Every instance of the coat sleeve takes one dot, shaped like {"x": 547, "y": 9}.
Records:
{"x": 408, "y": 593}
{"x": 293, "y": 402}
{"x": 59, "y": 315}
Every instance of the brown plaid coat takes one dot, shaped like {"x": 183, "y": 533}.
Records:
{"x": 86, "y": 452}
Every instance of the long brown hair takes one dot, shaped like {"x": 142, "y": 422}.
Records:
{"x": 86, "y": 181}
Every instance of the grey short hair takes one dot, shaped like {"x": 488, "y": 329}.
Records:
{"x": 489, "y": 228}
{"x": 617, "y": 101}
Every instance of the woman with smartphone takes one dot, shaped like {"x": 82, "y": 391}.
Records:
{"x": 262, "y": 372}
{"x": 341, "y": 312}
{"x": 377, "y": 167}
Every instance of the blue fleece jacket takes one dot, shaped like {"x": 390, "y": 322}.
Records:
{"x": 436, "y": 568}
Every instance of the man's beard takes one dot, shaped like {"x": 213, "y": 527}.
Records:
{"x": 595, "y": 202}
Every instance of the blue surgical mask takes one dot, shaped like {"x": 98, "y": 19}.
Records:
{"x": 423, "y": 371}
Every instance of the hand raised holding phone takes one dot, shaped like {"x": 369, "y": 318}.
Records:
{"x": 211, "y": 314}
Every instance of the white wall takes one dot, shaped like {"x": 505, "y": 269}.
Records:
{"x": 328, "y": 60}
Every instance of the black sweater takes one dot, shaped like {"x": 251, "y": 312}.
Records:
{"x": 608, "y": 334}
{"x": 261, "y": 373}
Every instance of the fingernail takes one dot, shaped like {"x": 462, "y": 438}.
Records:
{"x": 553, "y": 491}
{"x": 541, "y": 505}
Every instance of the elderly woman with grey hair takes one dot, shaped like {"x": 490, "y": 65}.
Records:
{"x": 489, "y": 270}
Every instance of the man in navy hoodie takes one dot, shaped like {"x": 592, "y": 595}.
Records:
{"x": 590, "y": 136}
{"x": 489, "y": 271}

- - - -

> [Work instructions]: Output every line of the records above as a numbered list, omitting blank lines.

> [Answer to this problem]:
1. Every instance of the coat sleeve takes one dot, shaped like {"x": 547, "y": 9}.
2. Records:
3. {"x": 408, "y": 593}
4. {"x": 293, "y": 402}
5. {"x": 59, "y": 315}
6. Every instance of the brown plaid coat takes one dot, shaped like {"x": 183, "y": 533}.
7. Records:
8. {"x": 86, "y": 452}
9. Every instance of the long brown hair takes one dot, shaped like {"x": 142, "y": 422}.
10. Records:
11. {"x": 86, "y": 181}
12. Every instance of the grey short hair takes one dot, shaped like {"x": 488, "y": 329}.
13. Records:
14. {"x": 489, "y": 228}
15. {"x": 617, "y": 101}
16. Every instance of the woman with smartphone takes one dot, shaped like {"x": 82, "y": 391}.
17. Records:
18. {"x": 262, "y": 372}
19. {"x": 341, "y": 312}
20. {"x": 377, "y": 167}
21. Every instance of the blue fleece jacket takes one dot, shaped like {"x": 390, "y": 322}.
22. Records:
23. {"x": 436, "y": 568}
24. Every instance of the man's beard takes one dot, shaped like {"x": 213, "y": 527}.
25. Records:
26. {"x": 595, "y": 202}
27. Every instance of the blue surgical mask takes one dot, shaped like {"x": 98, "y": 19}.
28. Records:
29. {"x": 423, "y": 371}
30. Every instance of the hand raised holding phone takes one dot, shaped like {"x": 369, "y": 318}.
31. Records:
32. {"x": 211, "y": 314}
33. Every instance of the white wall takes one dot, shaped like {"x": 505, "y": 269}.
34. Records:
35. {"x": 328, "y": 60}
36. Every instance of the black sweater takes one dot, shaped like {"x": 251, "y": 312}.
37. Records:
38. {"x": 608, "y": 334}
39. {"x": 261, "y": 373}
40. Every instance of the fingernail takes one dot, shaped like {"x": 462, "y": 438}.
41. Records:
42. {"x": 553, "y": 491}
43. {"x": 541, "y": 505}
44. Every instance of the elderly woman with grey hair takes one dot, shaped like {"x": 490, "y": 65}.
45. Records:
46. {"x": 489, "y": 270}
47. Every instance of the man in navy hoodie takes one dot, shaped like {"x": 592, "y": 595}.
48. Records:
49. {"x": 590, "y": 136}
50. {"x": 489, "y": 271}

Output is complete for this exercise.